Pick out each line in the rows below that contains the word "white", and copy those lines. Case counts.

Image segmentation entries
__________
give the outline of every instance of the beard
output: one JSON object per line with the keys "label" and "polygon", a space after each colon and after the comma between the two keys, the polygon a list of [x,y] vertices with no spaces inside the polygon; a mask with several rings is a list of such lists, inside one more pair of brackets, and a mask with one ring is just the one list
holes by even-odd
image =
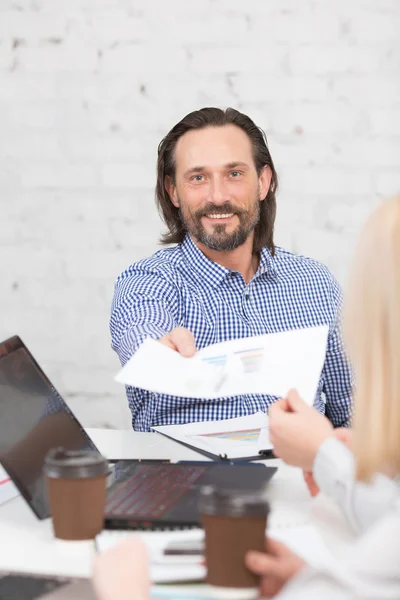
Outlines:
{"label": "beard", "polygon": [[[206,248],[218,252],[229,252],[242,246],[260,221],[260,200],[255,200],[248,210],[237,208],[231,202],[220,206],[208,203],[195,212],[181,201],[179,207],[179,216],[185,230]],[[233,213],[238,217],[239,225],[234,231],[228,233],[227,225],[216,221],[212,231],[208,232],[201,219],[210,213],[219,215]]]}

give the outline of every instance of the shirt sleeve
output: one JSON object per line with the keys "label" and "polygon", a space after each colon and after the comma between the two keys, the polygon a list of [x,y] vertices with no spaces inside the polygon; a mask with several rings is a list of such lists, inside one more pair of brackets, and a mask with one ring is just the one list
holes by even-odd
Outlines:
{"label": "shirt sleeve", "polygon": [[110,332],[122,365],[145,338],[159,339],[177,326],[176,292],[165,278],[138,270],[117,280]]}
{"label": "shirt sleeve", "polygon": [[350,425],[352,416],[353,375],[341,335],[342,294],[339,284],[333,277],[331,296],[333,324],[328,335],[322,372],[326,400],[325,413],[334,427],[346,427]]}
{"label": "shirt sleeve", "polygon": [[335,500],[358,532],[366,531],[398,501],[398,485],[384,475],[375,475],[370,484],[356,481],[353,454],[333,438],[321,444],[313,474],[320,489]]}
{"label": "shirt sleeve", "polygon": [[397,505],[341,557],[306,568],[277,600],[397,600],[400,598],[400,515]]}

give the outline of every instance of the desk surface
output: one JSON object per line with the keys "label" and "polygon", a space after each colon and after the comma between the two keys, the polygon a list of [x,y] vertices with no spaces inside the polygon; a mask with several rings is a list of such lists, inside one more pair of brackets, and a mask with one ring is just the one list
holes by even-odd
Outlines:
{"label": "desk surface", "polygon": [[[131,430],[88,429],[99,450],[109,459],[168,458],[207,460],[161,435]],[[278,466],[268,487],[272,513],[269,525],[274,529],[314,523],[328,548],[338,553],[353,535],[338,509],[320,495],[312,500],[299,469],[279,460],[265,464]],[[95,548],[93,542],[55,540],[51,520],[39,521],[21,498],[0,506],[0,571],[30,571],[87,577]]]}

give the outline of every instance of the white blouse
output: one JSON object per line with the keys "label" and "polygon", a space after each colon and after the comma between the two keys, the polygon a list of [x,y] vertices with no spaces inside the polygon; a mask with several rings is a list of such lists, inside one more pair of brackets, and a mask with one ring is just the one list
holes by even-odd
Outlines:
{"label": "white blouse", "polygon": [[400,489],[384,475],[370,485],[354,480],[354,457],[337,440],[322,444],[314,478],[350,523],[363,532],[329,569],[307,567],[276,596],[279,600],[399,600]]}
__________
» **Solution to this task**
give the outline of every instance of the white blouse
{"label": "white blouse", "polygon": [[400,489],[384,475],[370,485],[354,480],[354,457],[337,440],[322,444],[314,478],[350,523],[363,532],[329,569],[307,567],[276,596],[279,600],[399,600]]}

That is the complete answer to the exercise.